## YOUR OBJECTIVE
Every entry below must be repeated exactly; skip the pictures.

## STORED DATA
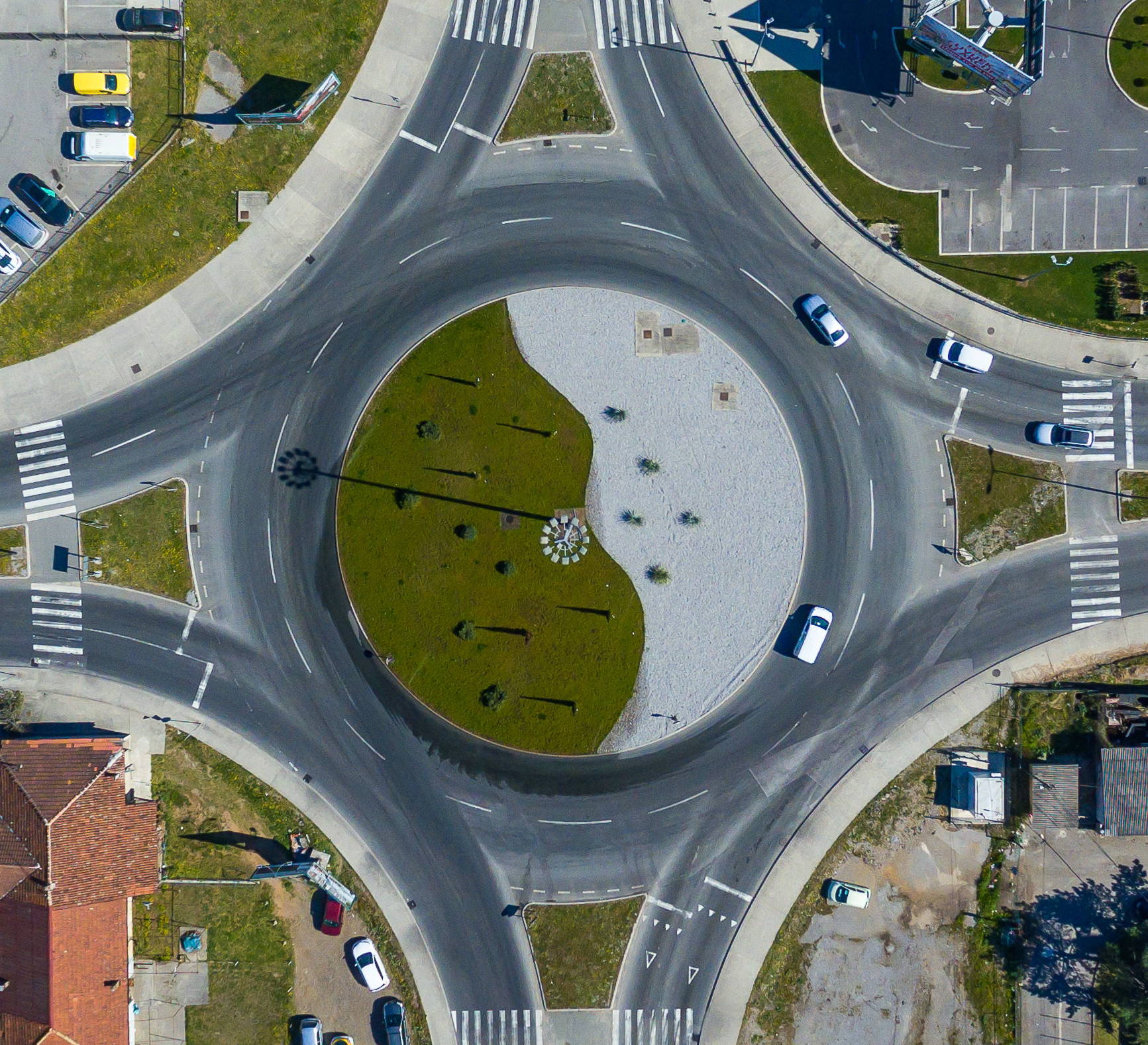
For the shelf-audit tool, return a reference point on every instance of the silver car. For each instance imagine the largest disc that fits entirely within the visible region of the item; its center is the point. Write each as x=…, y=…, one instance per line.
x=819, y=313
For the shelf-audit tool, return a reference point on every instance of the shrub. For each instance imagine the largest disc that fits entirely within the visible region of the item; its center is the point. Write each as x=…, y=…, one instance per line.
x=465, y=630
x=12, y=711
x=493, y=697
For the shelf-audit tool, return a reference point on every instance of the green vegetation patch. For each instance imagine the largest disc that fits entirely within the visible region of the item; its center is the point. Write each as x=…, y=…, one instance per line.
x=201, y=792
x=1133, y=496
x=560, y=95
x=1066, y=295
x=1004, y=501
x=535, y=654
x=178, y=213
x=1127, y=52
x=142, y=542
x=579, y=949
x=13, y=552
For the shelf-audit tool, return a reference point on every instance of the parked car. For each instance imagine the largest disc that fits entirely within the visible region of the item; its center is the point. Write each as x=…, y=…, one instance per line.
x=965, y=357
x=9, y=261
x=369, y=965
x=821, y=316
x=394, y=1022
x=332, y=924
x=309, y=1030
x=25, y=231
x=45, y=201
x=813, y=634
x=101, y=83
x=148, y=20
x=1068, y=436
x=106, y=116
x=847, y=894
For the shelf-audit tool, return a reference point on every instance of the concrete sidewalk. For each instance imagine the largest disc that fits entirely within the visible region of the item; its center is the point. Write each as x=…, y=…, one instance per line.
x=927, y=294
x=278, y=241
x=73, y=697
x=867, y=778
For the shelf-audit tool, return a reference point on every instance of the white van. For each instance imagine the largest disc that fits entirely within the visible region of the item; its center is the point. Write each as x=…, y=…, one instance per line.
x=813, y=634
x=103, y=146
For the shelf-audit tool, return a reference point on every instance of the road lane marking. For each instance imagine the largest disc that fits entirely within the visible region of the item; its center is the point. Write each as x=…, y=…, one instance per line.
x=142, y=435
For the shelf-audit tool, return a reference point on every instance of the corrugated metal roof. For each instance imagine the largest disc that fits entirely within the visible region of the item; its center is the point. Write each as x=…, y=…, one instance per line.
x=1124, y=791
x=1054, y=789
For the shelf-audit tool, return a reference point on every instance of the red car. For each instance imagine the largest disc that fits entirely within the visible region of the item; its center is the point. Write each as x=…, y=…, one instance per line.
x=332, y=918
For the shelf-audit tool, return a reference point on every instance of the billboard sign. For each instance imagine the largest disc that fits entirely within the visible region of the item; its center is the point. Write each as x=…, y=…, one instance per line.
x=302, y=111
x=933, y=37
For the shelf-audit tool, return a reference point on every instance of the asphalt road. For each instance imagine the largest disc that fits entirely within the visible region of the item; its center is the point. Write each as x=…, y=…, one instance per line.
x=464, y=827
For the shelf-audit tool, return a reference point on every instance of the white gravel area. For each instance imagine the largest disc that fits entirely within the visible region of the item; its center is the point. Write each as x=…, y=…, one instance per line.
x=731, y=576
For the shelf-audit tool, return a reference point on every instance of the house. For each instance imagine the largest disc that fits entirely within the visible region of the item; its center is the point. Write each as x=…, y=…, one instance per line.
x=1123, y=800
x=75, y=848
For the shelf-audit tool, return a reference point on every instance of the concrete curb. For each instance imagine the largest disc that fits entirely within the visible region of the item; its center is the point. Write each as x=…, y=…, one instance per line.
x=263, y=257
x=89, y=699
x=896, y=275
x=864, y=779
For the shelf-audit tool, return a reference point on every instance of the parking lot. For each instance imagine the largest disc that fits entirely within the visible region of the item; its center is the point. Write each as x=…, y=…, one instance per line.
x=39, y=109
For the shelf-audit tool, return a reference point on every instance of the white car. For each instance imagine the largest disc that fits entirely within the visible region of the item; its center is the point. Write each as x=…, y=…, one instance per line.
x=9, y=261
x=965, y=357
x=847, y=894
x=821, y=316
x=369, y=965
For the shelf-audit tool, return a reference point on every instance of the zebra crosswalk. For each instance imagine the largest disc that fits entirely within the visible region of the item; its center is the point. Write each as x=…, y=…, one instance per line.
x=58, y=622
x=632, y=23
x=1090, y=403
x=1094, y=568
x=45, y=476
x=502, y=22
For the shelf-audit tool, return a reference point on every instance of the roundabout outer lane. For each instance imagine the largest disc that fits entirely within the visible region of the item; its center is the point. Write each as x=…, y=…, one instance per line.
x=464, y=827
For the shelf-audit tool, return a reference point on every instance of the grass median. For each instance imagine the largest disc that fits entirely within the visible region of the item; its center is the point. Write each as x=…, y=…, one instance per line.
x=579, y=949
x=1066, y=295
x=463, y=454
x=1004, y=501
x=142, y=543
x=178, y=213
x=559, y=95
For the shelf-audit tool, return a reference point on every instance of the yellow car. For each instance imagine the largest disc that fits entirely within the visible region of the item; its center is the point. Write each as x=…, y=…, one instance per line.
x=101, y=83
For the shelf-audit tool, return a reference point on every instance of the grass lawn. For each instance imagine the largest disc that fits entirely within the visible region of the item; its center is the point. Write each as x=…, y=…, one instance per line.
x=142, y=542
x=1067, y=295
x=1127, y=51
x=418, y=577
x=129, y=255
x=1004, y=501
x=201, y=792
x=1135, y=506
x=559, y=95
x=579, y=949
x=13, y=552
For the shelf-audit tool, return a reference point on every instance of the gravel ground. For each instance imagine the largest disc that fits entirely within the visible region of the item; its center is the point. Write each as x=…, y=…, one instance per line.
x=731, y=576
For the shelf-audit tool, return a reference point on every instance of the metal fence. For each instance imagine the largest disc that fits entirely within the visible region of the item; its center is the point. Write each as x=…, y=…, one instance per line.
x=146, y=152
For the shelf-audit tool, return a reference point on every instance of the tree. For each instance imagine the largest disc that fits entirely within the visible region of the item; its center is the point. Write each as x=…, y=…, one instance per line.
x=493, y=697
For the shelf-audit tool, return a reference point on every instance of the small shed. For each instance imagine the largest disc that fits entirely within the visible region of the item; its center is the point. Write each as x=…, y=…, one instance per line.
x=1123, y=792
x=1054, y=792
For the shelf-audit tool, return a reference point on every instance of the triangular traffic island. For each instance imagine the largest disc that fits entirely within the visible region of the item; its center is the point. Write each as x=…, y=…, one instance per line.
x=560, y=94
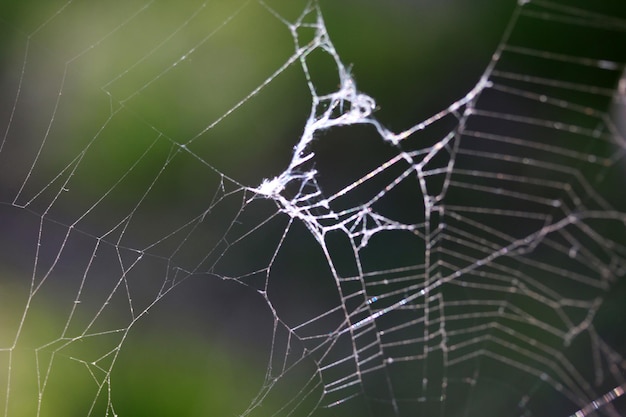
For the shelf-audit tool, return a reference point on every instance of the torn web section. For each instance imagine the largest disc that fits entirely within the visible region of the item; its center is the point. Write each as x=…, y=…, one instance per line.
x=113, y=210
x=354, y=208
x=515, y=250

## ANSWER TO THIS EXERCISE
For the shelf-audit tool, return a reference point on every instance of the silver car. For each instance imagine the largest disc that fits entirely within the visible region of the item; its center is the point. Write each as x=…, y=…, one instance per line.
x=819, y=313
For the shelf-audit tool, return a reference point on every instance of the shrub. For each instance imagine the largest disc that fits entirely within the visible region of the item; its center is the point. Write each as x=…, y=…, one instance per line.
x=465, y=630
x=12, y=711
x=493, y=697
For the shelf-audit tool, return a reference point on every instance of the green vegetation patch. For each instance imagine the largest disc that fits entirely within the visible region of the item; its center is the point. Write each as x=…, y=…, one instance per line.
x=201, y=792
x=1133, y=496
x=560, y=95
x=1066, y=295
x=1004, y=501
x=535, y=654
x=178, y=213
x=1127, y=52
x=142, y=542
x=579, y=949
x=13, y=552
For the shelf-audit tool, return a reference point on every instance of the parked car. For each instance imagine the largest disc that fits entirely within the visible region of the item; its center is the point. Write each as x=…, y=…, one instance per line.
x=965, y=357
x=9, y=261
x=369, y=965
x=821, y=316
x=394, y=1022
x=332, y=924
x=309, y=1030
x=25, y=231
x=45, y=201
x=813, y=634
x=101, y=83
x=148, y=20
x=1068, y=436
x=106, y=116
x=847, y=894
For the shelf-audit tool, return a reference point on every instance of the concrete sidewalk. For each instance imagine the largest disc that fits entirely within the visible region of the item; its center is the point. Write each as x=…, y=…, one instance per line.
x=927, y=294
x=278, y=241
x=73, y=697
x=867, y=778
For the shelf-audit tool, return a reference point on every instance of the white van. For each instance imagine the largest disc that fits entirely within the visible region of the item; its center is the point. Write each as x=…, y=…, one instance per line.
x=813, y=634
x=103, y=146
For the shelf-audit tool, return a reference point on every instance of the road lane marking. For each instance imagine the largest disc that fits entirely within the visible region of the item; its center is the point. Write each as x=…, y=…, one instance per line.
x=142, y=435
For the shelf-audit tool, return a reference point on every instance of the corrugated metal roof. For each instance imagine the largest disc that fits entirely within the visible region of the item; its center is the point. Write each as x=…, y=…, one instance per line.
x=1124, y=791
x=1054, y=789
For the shelf-audit tool, return a reference point on every instance of the red car. For each instance imagine the largest disc that fits entirely within the visible region of the item; its center is the point. Write each as x=…, y=…, one instance per line.
x=332, y=918
For the shelf-audit tool, return a reference point on every instance of the billboard sign. For each instance imagine the largest disc that fits entirely within the visible region of the item; its center is the point. Write each as x=…, y=…, one instance per line.
x=302, y=111
x=933, y=37
For the shelf-audit tool, return a reference point on every instance of the asphalt road. For each instance imagine the largest disc that fits entirely within the visible region of the item; its center is the point. Write each as x=…, y=…, one instance per line.
x=464, y=827
For the shelf-audit tool, return a reference point on every instance of the white gravel area. For each instance imagine the largest disc that fits entirely within the visible region of the item; its center is the point. Write each as x=…, y=…, one instance per line.
x=731, y=576
For the shelf-audit tool, return a reference point on every instance of the house. For each instance imagine the largest disc that fits entirely within the visible region of the item; its center is the point. Write each as x=…, y=…, one instance per line.
x=1123, y=800
x=75, y=848
For the shelf-audit tool, return a reference point on every instance of the concrete curb. For each instance imagine the largest disc that fits entirely within the visible region of the item; its center is the point. Write each as x=…, y=…, one instance per line.
x=263, y=257
x=89, y=699
x=896, y=275
x=864, y=779
For the shelf-audit tool, return a reference point on every instance of the parking lot. For each instance imagine the largest disc that fits entirely within the visible region of the item; its center is the point. Write each as x=…, y=…, one instance per line.
x=39, y=109
For the shelf-audit tool, return a reference point on every instance of the white car. For each instance imagine the largest disc that fits entirely within the visible region of the item; its center is the point. Write each as x=…, y=…, one instance per line.
x=9, y=261
x=965, y=357
x=847, y=894
x=821, y=316
x=369, y=965
For the shelf-audit tool, return a reference point on every instance of the zebra crosswalk. For each instance imagine the largest disc that fits entirely within the visible region of the item; its center is the point. Write each as x=…, y=…, one instance per line.
x=58, y=622
x=632, y=23
x=1090, y=403
x=1094, y=568
x=45, y=476
x=502, y=22
For the shelf-audit tool, return a reference point on every instance of the roundabout outer lane. For each instance imagine the largest disc that fits entirely within the visible region of the item; its center is the point. Write each as x=…, y=…, one instance per line.
x=464, y=827
For the shelf-audit tool, return a reference point on every instance of the grass median. For each instance imagine the largest disc that fits entirely within the visible region of the item; its center is the point. Write each as x=…, y=…, one instance per line.
x=579, y=949
x=1066, y=295
x=463, y=454
x=1004, y=501
x=142, y=543
x=178, y=213
x=559, y=95
For the shelf-audit tool, return a reference point on every instance of the yellow car. For each instance imagine the largest disc that fits entirely within the visible region of the item; its center is the point. Write each as x=…, y=…, one instance per line.
x=101, y=83
For the shelf-audit tool, return a reference point on every instance of the grass lawn. For each instance imagine the largest disc that fits entirely within the visible region of the item; its center is the point. Write each as x=…, y=…, one instance per line.
x=142, y=542
x=1067, y=295
x=1127, y=51
x=418, y=577
x=129, y=255
x=1004, y=501
x=201, y=792
x=1135, y=506
x=559, y=95
x=579, y=949
x=13, y=552
For the shelf-audit tool, return a reference point on every instance of the gravel ground. For each instance imagine the largest disc that fits entirely within the visible region of the item; its center is the point. Write each as x=…, y=…, one instance per line.
x=731, y=576
For the shelf-audit tool, return a reference point on every instance of the metal fence. For each instance imagine the largest disc that fits entirely within the visible region of the item; its center is the point. Write each as x=…, y=…, one instance per line.
x=146, y=152
For the shelf-audit tool, return a reference point on every instance of the tree. For each instance imagine the largest disc that fits entirely within the visible region of the item; its center is the point. Write each as x=…, y=…, one instance per line.
x=493, y=697
For the shelf-audit tool, return a reference point on every instance of the small shed. For each instance imagine the largest disc that fits entirely within the visible region of the item; its center is the point. Write each as x=…, y=…, one instance per line.
x=1123, y=792
x=1054, y=792
For the shelf-audit tool, return a reference point on every instance of the triangular traffic island. For each instance imagine the largest disc that fits entirely within the visible region of the item; its center is the point. Write each as x=…, y=…, one instance per line.
x=560, y=94
For the shelf-audit tool, return a reference point on every instance of the torn web section. For each instance imagine the largest disc that fits entirely within the visible region of the item; its center is the point. Write each as x=…, y=…, one instance per line.
x=113, y=210
x=354, y=208
x=515, y=250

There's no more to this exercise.